BEGIN DATA FOR ANALYSIS

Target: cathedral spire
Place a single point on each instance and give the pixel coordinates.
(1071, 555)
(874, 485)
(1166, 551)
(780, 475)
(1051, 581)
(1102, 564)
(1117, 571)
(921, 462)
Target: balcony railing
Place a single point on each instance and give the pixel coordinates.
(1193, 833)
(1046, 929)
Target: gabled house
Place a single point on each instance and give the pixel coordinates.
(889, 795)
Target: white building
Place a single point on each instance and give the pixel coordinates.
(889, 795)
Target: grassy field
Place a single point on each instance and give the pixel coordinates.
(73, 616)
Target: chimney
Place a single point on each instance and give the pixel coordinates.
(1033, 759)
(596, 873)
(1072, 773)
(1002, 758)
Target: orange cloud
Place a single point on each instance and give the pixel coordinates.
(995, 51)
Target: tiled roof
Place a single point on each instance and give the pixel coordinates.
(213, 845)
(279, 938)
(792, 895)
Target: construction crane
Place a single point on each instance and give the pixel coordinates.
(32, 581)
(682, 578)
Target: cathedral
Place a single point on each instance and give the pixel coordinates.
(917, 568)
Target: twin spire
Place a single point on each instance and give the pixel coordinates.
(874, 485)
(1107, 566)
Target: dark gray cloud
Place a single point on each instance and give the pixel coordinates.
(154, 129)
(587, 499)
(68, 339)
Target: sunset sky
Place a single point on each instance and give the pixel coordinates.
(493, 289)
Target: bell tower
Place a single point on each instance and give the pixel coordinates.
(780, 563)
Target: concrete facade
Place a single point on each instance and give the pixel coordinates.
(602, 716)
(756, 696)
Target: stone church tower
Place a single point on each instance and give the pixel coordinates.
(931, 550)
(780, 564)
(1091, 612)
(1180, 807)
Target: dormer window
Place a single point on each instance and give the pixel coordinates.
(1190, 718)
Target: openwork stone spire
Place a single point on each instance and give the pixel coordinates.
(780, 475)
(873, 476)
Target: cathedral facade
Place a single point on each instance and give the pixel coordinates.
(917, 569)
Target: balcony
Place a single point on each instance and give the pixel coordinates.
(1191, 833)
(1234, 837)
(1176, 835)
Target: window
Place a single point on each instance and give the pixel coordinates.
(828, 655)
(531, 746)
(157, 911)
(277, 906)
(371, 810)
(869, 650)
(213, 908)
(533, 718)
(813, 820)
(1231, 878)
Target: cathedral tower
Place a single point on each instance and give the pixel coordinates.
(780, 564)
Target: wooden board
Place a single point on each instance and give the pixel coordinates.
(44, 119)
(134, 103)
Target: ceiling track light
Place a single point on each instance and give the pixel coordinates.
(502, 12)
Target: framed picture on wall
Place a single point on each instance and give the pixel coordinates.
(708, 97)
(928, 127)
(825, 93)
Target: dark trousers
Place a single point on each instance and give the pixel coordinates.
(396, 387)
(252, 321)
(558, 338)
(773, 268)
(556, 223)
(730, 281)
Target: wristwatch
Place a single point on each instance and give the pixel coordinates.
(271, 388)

END DATA FOR ANALYSIS

▸ EXERCISE PROMPT:
Write out every entry word for word.

▸ REPLY TO THE EXERCISE:
Target: cathedral spire
Place a single point on each instance and give the pixel coordinates.
(1071, 555)
(874, 485)
(1166, 551)
(780, 475)
(1051, 581)
(1102, 564)
(1117, 571)
(921, 462)
Target: balcony railing
Place a single point on each instance and give the pixel coordinates.
(1193, 833)
(1046, 929)
Target: gabled house
Place a single point on each instance and give the pixel coordinates.
(889, 795)
Target: white building
Place a single point on each instance and give the pixel coordinates.
(889, 795)
Target: grassy field
Place a single point on each instance and give the pixel coordinates.
(73, 616)
Target: chimney
Place a single point on each instance and give the pixel coordinates.
(1033, 759)
(596, 873)
(1072, 773)
(1002, 758)
Target: orange cloud
Place a single point on each instance and give the pixel coordinates.
(995, 51)
Target: tiled roof
Place a single point on each instance and give the pixel coordinates.
(213, 845)
(279, 938)
(792, 895)
Target: construction crane
Place a single point on each instance and give the pixel coordinates.
(32, 581)
(682, 578)
Target: cathedral
Place a single point on each instance and give the pixel coordinates.
(917, 568)
Target: twin spire
Place a single point on each instance and give the pixel coordinates.
(874, 485)
(1107, 566)
Target: dark gray cloud
Place a single point on each instance and give the pixel coordinates.
(154, 129)
(587, 499)
(68, 339)
Target: sunset sky
Place a single point on each instance and give the pixel coordinates.
(493, 289)
Target: bell tower
Place a single point on each instance and give the pixel coordinates.
(780, 563)
Target: concrete facade
Place a single point on each instance and give the pixel coordinates.
(602, 716)
(756, 696)
Target: stone church tower
Place a single point on each instance and give the pixel coordinates.
(931, 550)
(780, 564)
(1091, 612)
(1180, 807)
Target: dormer window
Place a single point on each instance and give the pixel coordinates.
(1190, 718)
Target: openwork stone spire
Place a single point on each instance and give the pixel coordinates.
(780, 475)
(873, 476)
Target: cathedral facade
Place a single point on each instance and give the pixel coordinates.
(917, 569)
Target: balcony
Place a single point on each instance and give the pixel coordinates.
(1191, 833)
(1234, 837)
(1176, 835)
Target: window
Place a single point on each instance and give the pixel coordinates.
(828, 655)
(531, 746)
(157, 911)
(277, 906)
(371, 810)
(869, 650)
(213, 908)
(533, 718)
(813, 820)
(1231, 878)
Target: cathedral tower
Place a single point on each instance and give the pixel coordinates.
(780, 564)
Target: wooden board
Place a single point on each instance and give the pixel coordinates.
(44, 119)
(134, 103)
Target: ceiling track light
Place a single point on each instance and give the pixel coordinates.
(502, 12)
Target: framed picture on wall
Place a single point on each instance and give the pixel coordinates.
(708, 97)
(928, 127)
(825, 93)
Target: dark trousers
Place a single point on each instance and give the pixel coordinates.
(396, 387)
(252, 321)
(558, 338)
(773, 268)
(556, 223)
(730, 281)
Target: wristwatch
Place a single point on each instance and give the pixel coordinates.
(271, 388)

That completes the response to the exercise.